* START *
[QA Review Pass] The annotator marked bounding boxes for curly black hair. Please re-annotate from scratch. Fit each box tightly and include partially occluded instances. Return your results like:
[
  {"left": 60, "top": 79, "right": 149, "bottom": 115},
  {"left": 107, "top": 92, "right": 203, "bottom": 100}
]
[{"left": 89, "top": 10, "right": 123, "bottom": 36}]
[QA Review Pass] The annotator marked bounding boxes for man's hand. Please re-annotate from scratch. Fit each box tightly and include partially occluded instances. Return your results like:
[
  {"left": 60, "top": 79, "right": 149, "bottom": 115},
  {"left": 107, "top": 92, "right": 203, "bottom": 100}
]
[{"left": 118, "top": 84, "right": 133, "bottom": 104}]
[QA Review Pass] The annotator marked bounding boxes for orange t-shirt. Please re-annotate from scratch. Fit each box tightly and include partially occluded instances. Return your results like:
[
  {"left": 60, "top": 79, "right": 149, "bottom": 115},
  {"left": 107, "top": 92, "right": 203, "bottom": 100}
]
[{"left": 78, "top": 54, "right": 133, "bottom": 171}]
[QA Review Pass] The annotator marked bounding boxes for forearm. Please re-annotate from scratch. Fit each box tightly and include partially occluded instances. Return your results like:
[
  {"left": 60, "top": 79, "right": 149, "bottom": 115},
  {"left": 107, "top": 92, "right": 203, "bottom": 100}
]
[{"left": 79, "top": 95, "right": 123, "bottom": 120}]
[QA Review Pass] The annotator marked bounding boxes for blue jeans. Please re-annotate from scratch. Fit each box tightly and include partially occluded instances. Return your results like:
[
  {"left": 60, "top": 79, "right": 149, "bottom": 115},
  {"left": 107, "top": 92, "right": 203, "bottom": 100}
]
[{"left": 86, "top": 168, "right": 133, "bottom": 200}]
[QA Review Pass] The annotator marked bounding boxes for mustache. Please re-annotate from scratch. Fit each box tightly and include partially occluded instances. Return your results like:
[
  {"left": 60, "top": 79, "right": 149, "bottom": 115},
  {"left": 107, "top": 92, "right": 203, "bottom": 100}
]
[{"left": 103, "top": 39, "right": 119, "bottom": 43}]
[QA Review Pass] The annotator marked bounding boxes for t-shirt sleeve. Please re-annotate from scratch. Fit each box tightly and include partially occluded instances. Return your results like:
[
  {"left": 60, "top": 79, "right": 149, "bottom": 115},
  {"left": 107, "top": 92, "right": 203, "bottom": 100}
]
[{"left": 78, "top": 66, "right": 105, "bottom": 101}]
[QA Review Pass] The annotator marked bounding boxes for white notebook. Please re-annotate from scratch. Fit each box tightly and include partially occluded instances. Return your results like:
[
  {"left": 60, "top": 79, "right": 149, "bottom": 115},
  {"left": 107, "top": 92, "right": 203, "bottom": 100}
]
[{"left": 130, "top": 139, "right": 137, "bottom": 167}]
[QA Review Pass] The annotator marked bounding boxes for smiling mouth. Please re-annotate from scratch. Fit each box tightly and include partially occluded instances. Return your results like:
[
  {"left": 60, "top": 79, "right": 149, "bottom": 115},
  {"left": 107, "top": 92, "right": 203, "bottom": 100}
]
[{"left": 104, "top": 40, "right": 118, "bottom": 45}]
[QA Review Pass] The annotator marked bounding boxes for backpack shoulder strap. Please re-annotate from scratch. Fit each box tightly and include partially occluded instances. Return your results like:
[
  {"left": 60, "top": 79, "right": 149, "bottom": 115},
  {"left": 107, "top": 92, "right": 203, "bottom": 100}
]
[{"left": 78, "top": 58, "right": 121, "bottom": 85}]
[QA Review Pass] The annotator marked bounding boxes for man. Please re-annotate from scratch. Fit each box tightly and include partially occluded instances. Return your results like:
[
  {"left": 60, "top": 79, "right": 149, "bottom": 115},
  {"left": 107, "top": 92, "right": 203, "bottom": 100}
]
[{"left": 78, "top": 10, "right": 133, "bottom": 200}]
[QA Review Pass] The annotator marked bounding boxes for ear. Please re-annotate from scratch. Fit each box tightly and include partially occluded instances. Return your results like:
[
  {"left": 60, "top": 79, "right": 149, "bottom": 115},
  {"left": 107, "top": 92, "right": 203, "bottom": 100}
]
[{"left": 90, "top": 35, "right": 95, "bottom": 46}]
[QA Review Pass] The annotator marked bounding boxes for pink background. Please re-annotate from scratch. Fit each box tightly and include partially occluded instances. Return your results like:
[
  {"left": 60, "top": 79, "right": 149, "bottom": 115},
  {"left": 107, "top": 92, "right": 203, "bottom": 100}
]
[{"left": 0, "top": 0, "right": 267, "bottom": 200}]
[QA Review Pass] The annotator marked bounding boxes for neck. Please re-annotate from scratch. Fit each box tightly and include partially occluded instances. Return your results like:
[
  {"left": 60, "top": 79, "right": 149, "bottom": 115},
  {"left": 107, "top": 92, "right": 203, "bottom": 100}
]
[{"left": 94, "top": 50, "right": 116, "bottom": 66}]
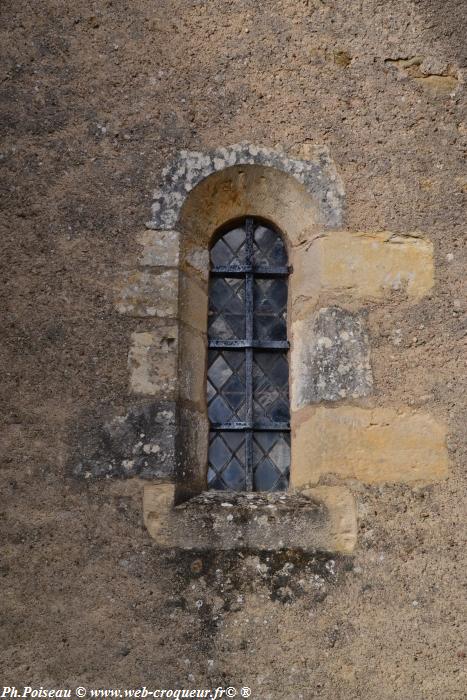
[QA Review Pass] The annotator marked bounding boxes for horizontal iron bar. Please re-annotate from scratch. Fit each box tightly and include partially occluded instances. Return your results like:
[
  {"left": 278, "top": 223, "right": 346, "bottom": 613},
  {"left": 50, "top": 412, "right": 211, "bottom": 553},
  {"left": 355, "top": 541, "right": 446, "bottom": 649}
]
[
  {"left": 209, "top": 423, "right": 290, "bottom": 433},
  {"left": 211, "top": 265, "right": 290, "bottom": 277},
  {"left": 208, "top": 340, "right": 289, "bottom": 350}
]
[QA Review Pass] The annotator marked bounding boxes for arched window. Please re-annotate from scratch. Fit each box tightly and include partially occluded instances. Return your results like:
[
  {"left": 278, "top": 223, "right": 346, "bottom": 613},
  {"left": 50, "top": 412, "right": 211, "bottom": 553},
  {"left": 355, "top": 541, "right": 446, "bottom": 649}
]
[{"left": 207, "top": 217, "right": 290, "bottom": 491}]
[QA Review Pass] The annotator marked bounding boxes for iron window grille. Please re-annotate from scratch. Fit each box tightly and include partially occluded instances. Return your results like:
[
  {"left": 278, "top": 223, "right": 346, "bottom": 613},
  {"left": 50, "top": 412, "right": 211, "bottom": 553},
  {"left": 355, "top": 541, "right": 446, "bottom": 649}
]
[{"left": 207, "top": 217, "right": 290, "bottom": 491}]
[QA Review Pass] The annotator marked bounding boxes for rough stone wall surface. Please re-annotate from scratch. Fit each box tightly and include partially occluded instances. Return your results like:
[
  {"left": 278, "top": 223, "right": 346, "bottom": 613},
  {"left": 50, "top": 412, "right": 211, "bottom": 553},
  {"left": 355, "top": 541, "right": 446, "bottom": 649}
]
[{"left": 0, "top": 0, "right": 467, "bottom": 700}]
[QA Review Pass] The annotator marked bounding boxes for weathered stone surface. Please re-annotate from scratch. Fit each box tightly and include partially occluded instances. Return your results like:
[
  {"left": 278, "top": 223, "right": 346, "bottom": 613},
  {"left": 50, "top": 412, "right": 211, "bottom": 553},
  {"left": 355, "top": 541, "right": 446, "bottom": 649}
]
[
  {"left": 301, "top": 486, "right": 358, "bottom": 554},
  {"left": 143, "top": 484, "right": 356, "bottom": 553},
  {"left": 291, "top": 406, "right": 448, "bottom": 487},
  {"left": 179, "top": 323, "right": 207, "bottom": 408},
  {"left": 116, "top": 269, "right": 178, "bottom": 318},
  {"left": 138, "top": 231, "right": 180, "bottom": 267},
  {"left": 185, "top": 245, "right": 209, "bottom": 280},
  {"left": 176, "top": 403, "right": 209, "bottom": 502},
  {"left": 179, "top": 272, "right": 208, "bottom": 333},
  {"left": 148, "top": 144, "right": 344, "bottom": 229},
  {"left": 292, "top": 231, "right": 434, "bottom": 308},
  {"left": 128, "top": 325, "right": 178, "bottom": 398},
  {"left": 291, "top": 306, "right": 373, "bottom": 410},
  {"left": 71, "top": 401, "right": 175, "bottom": 479}
]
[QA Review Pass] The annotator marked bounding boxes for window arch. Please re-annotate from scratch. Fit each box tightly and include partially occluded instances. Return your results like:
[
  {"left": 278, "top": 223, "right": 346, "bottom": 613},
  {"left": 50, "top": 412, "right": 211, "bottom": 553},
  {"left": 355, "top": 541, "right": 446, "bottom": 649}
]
[{"left": 206, "top": 216, "right": 290, "bottom": 491}]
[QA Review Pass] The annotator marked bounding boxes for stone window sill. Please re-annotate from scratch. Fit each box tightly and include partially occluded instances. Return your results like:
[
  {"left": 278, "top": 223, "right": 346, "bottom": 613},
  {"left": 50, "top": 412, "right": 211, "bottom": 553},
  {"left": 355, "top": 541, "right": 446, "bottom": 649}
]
[{"left": 144, "top": 484, "right": 357, "bottom": 554}]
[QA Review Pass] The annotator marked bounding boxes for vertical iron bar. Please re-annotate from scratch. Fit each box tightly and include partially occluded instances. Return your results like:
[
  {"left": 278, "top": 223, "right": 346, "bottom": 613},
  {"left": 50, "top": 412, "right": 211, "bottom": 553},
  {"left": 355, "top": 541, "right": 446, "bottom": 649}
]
[{"left": 245, "top": 218, "right": 254, "bottom": 491}]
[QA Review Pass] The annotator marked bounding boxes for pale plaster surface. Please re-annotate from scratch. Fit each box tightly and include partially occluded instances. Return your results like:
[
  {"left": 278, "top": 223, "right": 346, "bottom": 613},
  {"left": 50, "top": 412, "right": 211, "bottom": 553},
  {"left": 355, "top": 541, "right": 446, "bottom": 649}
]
[{"left": 128, "top": 324, "right": 178, "bottom": 398}]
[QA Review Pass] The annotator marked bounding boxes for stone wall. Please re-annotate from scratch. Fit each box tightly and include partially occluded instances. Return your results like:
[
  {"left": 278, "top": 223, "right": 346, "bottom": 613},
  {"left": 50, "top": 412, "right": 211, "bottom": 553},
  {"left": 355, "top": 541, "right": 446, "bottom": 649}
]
[{"left": 0, "top": 0, "right": 467, "bottom": 700}]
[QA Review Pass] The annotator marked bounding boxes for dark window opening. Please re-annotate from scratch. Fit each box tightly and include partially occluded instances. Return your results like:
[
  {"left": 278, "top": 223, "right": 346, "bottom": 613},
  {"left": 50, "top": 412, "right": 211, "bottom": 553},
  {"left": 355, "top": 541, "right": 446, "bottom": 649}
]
[{"left": 207, "top": 217, "right": 290, "bottom": 491}]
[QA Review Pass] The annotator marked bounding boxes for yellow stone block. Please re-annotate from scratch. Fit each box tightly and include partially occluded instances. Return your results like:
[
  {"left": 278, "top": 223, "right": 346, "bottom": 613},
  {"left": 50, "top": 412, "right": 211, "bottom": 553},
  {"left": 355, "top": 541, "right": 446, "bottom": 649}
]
[
  {"left": 291, "top": 406, "right": 448, "bottom": 488},
  {"left": 291, "top": 231, "right": 434, "bottom": 308}
]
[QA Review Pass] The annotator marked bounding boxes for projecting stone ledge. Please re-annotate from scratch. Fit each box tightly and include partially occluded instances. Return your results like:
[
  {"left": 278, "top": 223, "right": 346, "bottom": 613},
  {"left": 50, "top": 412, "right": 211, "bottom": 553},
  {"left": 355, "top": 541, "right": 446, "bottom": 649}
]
[{"left": 144, "top": 484, "right": 357, "bottom": 554}]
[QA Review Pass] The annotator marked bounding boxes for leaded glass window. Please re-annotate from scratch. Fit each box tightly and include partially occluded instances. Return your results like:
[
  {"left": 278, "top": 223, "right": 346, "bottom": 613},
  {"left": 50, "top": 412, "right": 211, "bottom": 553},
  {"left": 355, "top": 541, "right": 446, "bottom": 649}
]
[{"left": 207, "top": 217, "right": 290, "bottom": 491}]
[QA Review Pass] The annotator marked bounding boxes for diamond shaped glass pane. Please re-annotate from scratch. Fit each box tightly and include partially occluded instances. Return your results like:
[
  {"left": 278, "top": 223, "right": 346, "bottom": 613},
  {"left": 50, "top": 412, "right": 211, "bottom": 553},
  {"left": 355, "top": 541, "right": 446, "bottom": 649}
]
[
  {"left": 253, "top": 278, "right": 287, "bottom": 340},
  {"left": 253, "top": 352, "right": 290, "bottom": 423},
  {"left": 206, "top": 349, "right": 246, "bottom": 424},
  {"left": 253, "top": 431, "right": 290, "bottom": 491},
  {"left": 211, "top": 227, "right": 249, "bottom": 267},
  {"left": 206, "top": 220, "right": 290, "bottom": 491},
  {"left": 208, "top": 277, "right": 245, "bottom": 340},
  {"left": 208, "top": 431, "right": 246, "bottom": 491}
]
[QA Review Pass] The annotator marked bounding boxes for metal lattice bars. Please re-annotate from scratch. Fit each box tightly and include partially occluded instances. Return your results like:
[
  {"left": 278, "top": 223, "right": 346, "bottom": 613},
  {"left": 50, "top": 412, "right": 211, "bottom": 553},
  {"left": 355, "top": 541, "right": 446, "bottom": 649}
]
[{"left": 208, "top": 217, "right": 290, "bottom": 491}]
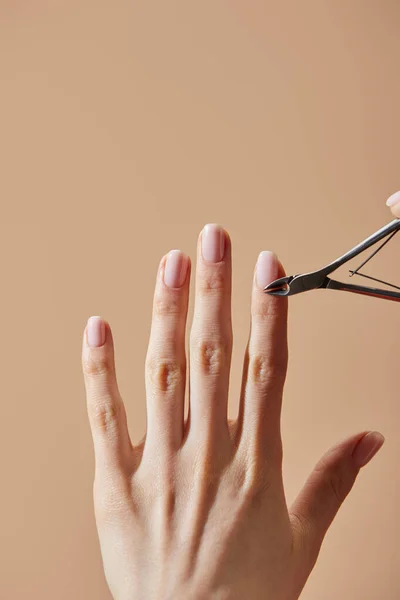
* END *
» To do: Pick out every line in the entries above that contains the string "sleeve", treating case as significant, and copy each of those lines in full.

» The completed task:
[QA Review Pass] The annotator marked bounding boxes for t-shirt sleeve. Please re-annotate from scratch. Fit each box tightly and include partially occluded instances. Return your results like:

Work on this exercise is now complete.